Write out everything in the listing from the line containing "[pin] racing car -- one per line" down through its final line, both included, as a numbered list with blank lines left out.
-- Start --
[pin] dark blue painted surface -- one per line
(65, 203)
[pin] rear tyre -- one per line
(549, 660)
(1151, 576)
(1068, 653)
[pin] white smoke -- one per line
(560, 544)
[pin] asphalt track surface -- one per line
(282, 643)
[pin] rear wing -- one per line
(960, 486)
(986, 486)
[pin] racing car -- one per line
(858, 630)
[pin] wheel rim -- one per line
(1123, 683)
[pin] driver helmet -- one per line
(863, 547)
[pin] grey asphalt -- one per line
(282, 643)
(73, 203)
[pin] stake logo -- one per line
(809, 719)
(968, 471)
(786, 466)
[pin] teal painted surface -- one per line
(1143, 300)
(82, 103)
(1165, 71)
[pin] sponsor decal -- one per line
-- End --
◆ **Written response**:
1. [pin] racing car -- one per line
2. (858, 630)
3. [pin] wheel rim -- one per line
4. (1123, 683)
5. [pin] driver helmet -- one per line
6. (863, 547)
7. [pin] grey asphalt -- one per line
8. (282, 643)
9. (73, 203)
10. [pin] stake logo -- one per line
11. (809, 719)
12. (968, 471)
13. (786, 466)
14. [pin] teal painted surface -- one per line
15. (1143, 300)
16. (82, 103)
17. (1165, 71)
18. [pin] sponsor decal -- one per line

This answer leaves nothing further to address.